◆ WHAT YOU ARE ASKED TO DO: Continue the passage about Tom Cruise and the box office success of Top Gun: Maverick, starting right after its last sentence.

◆ SOURCE PASSAGE:
Anyone proclaiming that the age of the movie star is almost over in the era of franchises and IP driving ticket sales above all esle needn’t look much further than Tom Cruise and Top Gun: Maverick to dispel that notion, at least for the time being.
Sure, Joseph Kosinski’s aerial extravaganza is a sequel, but a massive section of the target audience weren’t even born when Tony Scott’s original flew into theaters back in 1986, while there’s a great deal of people who went into Pete Mitchell’s return without having seen the opener, with the stunning trailers and rave reviews selling them on the project, as opposed to legacy and nostalgia.
Maverick smashed records over Memorial Day weekend, nabbing $151 million through its first four days on domestic screens, on top of $124 million from overseas markets. That means the actor and producer’s long-awaited return to the skies is already one of Cruise’s top-grossing movies ever that doesn’t hail from his marquee run as Mission: Impossible‘s Ethan Hunt.

◆ STORED DATA:

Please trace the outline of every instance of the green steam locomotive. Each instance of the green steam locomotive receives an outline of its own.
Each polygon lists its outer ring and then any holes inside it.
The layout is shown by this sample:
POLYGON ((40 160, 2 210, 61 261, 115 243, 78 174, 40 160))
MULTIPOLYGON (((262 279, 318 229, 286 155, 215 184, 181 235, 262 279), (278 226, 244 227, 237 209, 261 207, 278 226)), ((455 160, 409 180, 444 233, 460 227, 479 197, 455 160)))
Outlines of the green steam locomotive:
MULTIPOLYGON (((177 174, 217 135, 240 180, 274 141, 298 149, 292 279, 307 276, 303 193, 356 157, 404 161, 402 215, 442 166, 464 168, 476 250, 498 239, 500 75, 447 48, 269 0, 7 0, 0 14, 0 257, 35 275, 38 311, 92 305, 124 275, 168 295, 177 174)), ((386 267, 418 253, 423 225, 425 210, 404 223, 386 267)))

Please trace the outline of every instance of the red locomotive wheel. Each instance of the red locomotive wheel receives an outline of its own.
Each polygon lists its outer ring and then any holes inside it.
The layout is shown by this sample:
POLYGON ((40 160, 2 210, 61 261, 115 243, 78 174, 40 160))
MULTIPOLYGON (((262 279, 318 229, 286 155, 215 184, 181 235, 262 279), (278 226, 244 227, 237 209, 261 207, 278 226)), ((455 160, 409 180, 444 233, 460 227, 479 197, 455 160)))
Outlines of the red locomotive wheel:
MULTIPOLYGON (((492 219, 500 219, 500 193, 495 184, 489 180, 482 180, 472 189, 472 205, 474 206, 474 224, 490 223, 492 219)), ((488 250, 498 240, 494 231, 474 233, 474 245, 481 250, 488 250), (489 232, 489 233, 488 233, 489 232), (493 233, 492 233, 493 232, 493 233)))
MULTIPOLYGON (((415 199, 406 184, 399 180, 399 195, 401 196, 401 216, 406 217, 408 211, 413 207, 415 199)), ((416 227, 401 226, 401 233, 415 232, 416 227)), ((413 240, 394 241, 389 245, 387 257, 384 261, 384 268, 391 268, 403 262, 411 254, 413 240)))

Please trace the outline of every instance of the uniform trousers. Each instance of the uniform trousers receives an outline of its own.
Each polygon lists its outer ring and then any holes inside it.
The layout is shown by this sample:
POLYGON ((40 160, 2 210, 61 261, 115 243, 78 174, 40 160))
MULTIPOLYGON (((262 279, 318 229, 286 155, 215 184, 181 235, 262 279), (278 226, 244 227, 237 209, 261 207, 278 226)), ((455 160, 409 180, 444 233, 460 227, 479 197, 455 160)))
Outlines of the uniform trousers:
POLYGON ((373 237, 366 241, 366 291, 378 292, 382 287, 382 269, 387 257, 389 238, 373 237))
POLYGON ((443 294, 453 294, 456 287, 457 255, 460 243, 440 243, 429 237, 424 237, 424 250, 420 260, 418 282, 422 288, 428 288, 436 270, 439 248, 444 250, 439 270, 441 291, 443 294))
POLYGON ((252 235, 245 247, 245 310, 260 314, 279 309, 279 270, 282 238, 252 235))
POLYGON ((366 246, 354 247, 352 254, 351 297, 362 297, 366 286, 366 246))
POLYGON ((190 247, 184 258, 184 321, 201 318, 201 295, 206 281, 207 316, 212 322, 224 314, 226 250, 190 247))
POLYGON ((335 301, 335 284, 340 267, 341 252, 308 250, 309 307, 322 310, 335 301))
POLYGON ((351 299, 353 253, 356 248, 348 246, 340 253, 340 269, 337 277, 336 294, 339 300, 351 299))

◆ ANSWER SPACE:
On home soil, Maverick is the seventh top-earning title in the Cruise back catalogue (one of which includes his pre-credits cameo in Austin Powers in Goldmember), and it’ll pass Jerry Maguire and Rain Man to move up to fifth by the end of today. On the global front, it’s already in ninth place, but will surge ahead of his last collaboration with Kosinski on Oblivion within the next 24 hours.
The 59 year-old is already fighting the good fight to save the theatrical industry from the clutches of the pandemic, and Top Gun: Maverick has him doing it serious style.